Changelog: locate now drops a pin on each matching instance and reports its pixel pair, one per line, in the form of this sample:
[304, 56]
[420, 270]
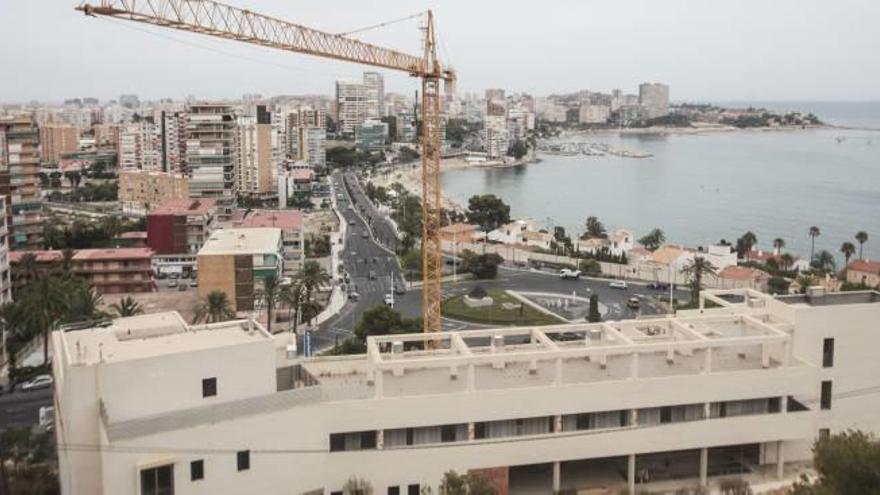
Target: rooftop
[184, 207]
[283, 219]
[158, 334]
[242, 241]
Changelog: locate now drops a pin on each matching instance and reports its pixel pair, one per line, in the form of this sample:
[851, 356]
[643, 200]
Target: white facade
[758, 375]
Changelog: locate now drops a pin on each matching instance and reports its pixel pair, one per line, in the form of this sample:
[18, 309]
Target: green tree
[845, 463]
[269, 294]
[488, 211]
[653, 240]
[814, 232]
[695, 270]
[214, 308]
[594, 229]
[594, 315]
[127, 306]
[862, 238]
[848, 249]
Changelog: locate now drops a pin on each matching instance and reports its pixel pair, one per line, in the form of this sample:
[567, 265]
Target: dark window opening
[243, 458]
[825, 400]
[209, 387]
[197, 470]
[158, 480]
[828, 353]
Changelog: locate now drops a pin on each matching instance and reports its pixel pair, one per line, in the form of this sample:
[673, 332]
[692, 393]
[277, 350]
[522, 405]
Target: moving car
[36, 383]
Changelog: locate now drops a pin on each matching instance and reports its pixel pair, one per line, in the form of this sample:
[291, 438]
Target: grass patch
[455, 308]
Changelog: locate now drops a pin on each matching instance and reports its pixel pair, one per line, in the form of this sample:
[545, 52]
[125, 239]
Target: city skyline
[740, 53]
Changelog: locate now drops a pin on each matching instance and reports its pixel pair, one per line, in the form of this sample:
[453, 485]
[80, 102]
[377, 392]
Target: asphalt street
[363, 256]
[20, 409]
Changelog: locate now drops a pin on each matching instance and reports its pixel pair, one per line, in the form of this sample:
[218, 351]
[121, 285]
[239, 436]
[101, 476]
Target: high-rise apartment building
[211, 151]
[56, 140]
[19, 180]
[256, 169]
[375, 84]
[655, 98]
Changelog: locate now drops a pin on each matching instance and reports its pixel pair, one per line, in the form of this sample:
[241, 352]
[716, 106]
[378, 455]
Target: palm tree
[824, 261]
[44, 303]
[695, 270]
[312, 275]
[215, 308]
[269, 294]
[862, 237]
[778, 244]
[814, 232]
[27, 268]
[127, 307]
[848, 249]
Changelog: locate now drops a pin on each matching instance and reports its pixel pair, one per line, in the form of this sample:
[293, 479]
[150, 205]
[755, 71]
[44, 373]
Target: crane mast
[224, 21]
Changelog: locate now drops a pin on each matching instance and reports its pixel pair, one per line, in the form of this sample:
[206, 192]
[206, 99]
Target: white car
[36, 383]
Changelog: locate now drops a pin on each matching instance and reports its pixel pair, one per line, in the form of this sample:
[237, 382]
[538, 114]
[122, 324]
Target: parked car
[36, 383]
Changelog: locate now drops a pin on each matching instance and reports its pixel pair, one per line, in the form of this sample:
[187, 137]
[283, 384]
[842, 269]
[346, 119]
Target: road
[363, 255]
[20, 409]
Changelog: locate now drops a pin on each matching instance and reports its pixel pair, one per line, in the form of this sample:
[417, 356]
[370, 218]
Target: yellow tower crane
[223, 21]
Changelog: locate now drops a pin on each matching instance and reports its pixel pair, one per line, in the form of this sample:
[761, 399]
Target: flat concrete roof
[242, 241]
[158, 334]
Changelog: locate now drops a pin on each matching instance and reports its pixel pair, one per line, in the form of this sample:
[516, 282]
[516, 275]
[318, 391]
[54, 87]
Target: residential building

**What you will do:** With the pictures set aside, return each line of the listing exactly as given.

**Answer section:**
Changelog: locate now drops a pin on each matching instance and reports its pixel pair, one per line, in the form of this sample:
[304, 56]
[420, 270]
Target: rooftop
[184, 207]
[283, 219]
[158, 334]
[242, 241]
Changelog: locate now drops a pin on each matching instance and reports its pixel pair, one per line, in the form of this sample:
[851, 356]
[643, 200]
Target: white facade
[758, 375]
Changelog: locate now drops a pin on each matching instance and reports its pixel pair, one per line, in the form of this sample:
[18, 309]
Target: green tree
[845, 463]
[269, 294]
[488, 211]
[653, 240]
[814, 232]
[695, 270]
[214, 308]
[594, 229]
[594, 315]
[127, 306]
[862, 238]
[848, 249]
Changelog: locate now drops a pin on each matching instance and reports its pixel pair, one per line, in the form of this sample:
[567, 265]
Target: dark window opening
[243, 458]
[825, 400]
[209, 387]
[197, 470]
[158, 480]
[828, 353]
Changelog: locate now drops a pin on each matching instance and reports its pixel pair, one per line, in the form of this sample:
[673, 332]
[692, 393]
[277, 350]
[522, 405]
Target: moving car
[36, 383]
Changelog: locate now drops a pin on each matching instance and reports its pixel pair, one per line, in the form of this sample:
[291, 438]
Target: grass patch
[455, 308]
Changelog: locate now drops a pin on each matching instance and reports its pixel pair, one per line, in the form of this sample:
[545, 52]
[125, 239]
Target: city skyline
[740, 53]
Changelog: locate now drops a pin on each matching instance and reports its pixel pair, one per line, in the form of this sample:
[453, 485]
[80, 102]
[377, 392]
Target: asphalt street
[363, 256]
[20, 409]
Changelog: locate now drops a pin on each matching instance and reports its pixel pair, one per line, in the form of this sample:
[218, 351]
[121, 285]
[239, 436]
[101, 476]
Target: high-rise apartment building
[211, 151]
[56, 140]
[19, 180]
[256, 169]
[375, 84]
[655, 98]
Changelog: locate now drops a pin on each matching instance and reports its pixel pair, one per line, in the form of this sample:
[241, 352]
[716, 106]
[378, 455]
Target: palm tree
[824, 261]
[44, 303]
[695, 270]
[312, 275]
[215, 308]
[269, 294]
[862, 237]
[778, 244]
[814, 232]
[27, 268]
[127, 307]
[848, 249]
Changelog: locate now drops a pin on each matching instance and reports its pixel pair, one per line, in the form of this sample:
[293, 479]
[150, 205]
[755, 71]
[44, 373]
Target: crane mast
[224, 21]
Changelog: locate now drops a pin on each matching instance and reports its pixel pair, one per line, in the form of this sample:
[206, 192]
[206, 99]
Target: white car
[36, 383]
Changelog: locate now drops a pin on each matching instance and reports its pixel pair, one per line, in the form of this sample:
[237, 382]
[538, 114]
[122, 324]
Target: parked car
[36, 383]
Changelog: locate now drops a pin on each matching instance and reports its pixel pair, one per line, in the form of this sample:
[187, 137]
[283, 384]
[842, 269]
[346, 119]
Target: road
[363, 255]
[20, 409]
Changelog: locate now drops a pin on each matching instance and reports its pixel pair, one per line, in the form of this sample:
[417, 356]
[370, 218]
Target: yellow tower crane
[223, 21]
Changelog: locate now drops a pin on each matching instance and reports its pixel pair, one per line, in the form of this sample:
[761, 399]
Target: flat concrete roof
[242, 241]
[158, 334]
Changelog: locate now drops a pin on each matching instance and reports its pixel pair, one per line, in the form of this sample:
[516, 282]
[516, 275]
[318, 391]
[54, 87]
Target: residential building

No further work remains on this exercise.